What to do:
(a) How would you render this sentence from the page on Moore's Voting Algorithm in Spanish: "It operates in linear time complexity O(N) and constant space complexity O(1), making it highly efficient for large datasets."?
(b) Can you carry the page on Moore's Voting Algorithm forward from its final line?

━━ Quoted passage

Moore's Voting Algorithm

Agenda:

  1. What is Moore's Voting Algorithm?
  2. Analogy
  3. Logic
  4. Why it works?
  5. Code

[1] What is Moore's Voting Algorithm?

Moore's Voting Algorithm, also known as the Boyer–Moore majority vote algorithm, is an efficient algorithm for finding the majority element in an array. 

It operates in linear time complexity O(N) and constant space complexity O(1), making it highly efficient for large datasets.

TC: O(N)

SC: O(1)

[2] Analogy

Consider an election scenario where different political parties receive votes from voters. The party with more than 50% of the votes can form the government. 

Similarly, in our array, we aim to identify the element that appears more than half of the time, analogous to the winning political party.

Think of this array as a collection of votes from the voters for different political parties.

Now as we know the party which has >50% votes can form the government.

So, our above question is analogous to this situation.

[3] Logic

In simple and easy terms:

We increment a count variable every time we see the vote from the majority party and decrement it whenever a vote from some other party is occurred, we can guarantee that, count>0.

Detailed Logic:

  1. Initialize a count variable and a majority variable to track the current majority element.
  2. Traverse the array, incrementing the count if the current element matches the majority element and decrementing otherwise.
  3. If the count becomes zero, update the majority element to the current element.

━━━━
━━ Dataset

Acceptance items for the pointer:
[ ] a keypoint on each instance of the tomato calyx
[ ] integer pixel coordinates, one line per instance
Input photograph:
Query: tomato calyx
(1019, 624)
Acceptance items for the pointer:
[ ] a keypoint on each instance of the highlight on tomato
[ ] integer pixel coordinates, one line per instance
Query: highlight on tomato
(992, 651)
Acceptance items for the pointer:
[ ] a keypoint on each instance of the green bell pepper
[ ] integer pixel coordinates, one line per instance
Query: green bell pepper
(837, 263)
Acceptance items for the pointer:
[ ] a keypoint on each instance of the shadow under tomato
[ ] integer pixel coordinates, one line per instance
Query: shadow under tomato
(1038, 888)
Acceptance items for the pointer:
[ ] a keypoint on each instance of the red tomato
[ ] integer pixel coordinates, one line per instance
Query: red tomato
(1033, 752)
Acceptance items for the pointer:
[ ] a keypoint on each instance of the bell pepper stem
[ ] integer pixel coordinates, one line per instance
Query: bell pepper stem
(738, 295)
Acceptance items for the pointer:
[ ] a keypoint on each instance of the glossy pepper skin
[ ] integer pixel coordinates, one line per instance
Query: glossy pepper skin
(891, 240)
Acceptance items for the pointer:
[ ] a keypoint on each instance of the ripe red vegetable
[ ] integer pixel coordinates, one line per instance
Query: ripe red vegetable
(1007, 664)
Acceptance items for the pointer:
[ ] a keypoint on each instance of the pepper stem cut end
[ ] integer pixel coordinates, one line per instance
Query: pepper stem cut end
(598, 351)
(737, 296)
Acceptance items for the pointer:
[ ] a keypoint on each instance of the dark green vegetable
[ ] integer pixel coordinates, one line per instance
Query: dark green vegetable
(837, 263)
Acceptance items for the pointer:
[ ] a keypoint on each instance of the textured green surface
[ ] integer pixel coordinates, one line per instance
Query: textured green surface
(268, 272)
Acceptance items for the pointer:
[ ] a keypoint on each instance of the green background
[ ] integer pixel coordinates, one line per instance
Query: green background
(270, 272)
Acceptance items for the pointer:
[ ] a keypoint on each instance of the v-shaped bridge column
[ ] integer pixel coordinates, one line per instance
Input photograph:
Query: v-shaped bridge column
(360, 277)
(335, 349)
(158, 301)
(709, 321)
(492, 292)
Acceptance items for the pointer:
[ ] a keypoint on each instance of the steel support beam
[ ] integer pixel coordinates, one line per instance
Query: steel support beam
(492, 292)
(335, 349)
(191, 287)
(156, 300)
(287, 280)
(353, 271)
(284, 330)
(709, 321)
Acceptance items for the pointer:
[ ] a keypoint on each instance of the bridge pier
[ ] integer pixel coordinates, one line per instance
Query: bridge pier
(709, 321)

━━━━

Answer list:
(a) Opera con una complejidad temporal lineal O(N) y una complejidad espacial constante O(1), lo que lo hace muy eficiente para conjuntos de datos grandes.

(b)
  4. By the end of the traversal, the majority variable holds the majority element.

[4] Why it works?

  • Moore's Voting Algorithm works because the majority element appears more than half of the time in the array. 
  • As we traverse the array, if the count becomes zero, it indicates that the previous majority element's frequency is equal to or less than the sum of the frequencies of the other elements encountered so far. 
  • Therefore, the next element becomes the majority element. Eventually, the final answer will always be the majority element.

[5] Code

Problem: https://leetcode.com/problems/majority-element/

Solution:

class Solution {

public:

    int majorityElement(vector<int>& nums) {

        int majority,count=0;

        for(int i=0;i<nums.size();i++)

        {

            if(count)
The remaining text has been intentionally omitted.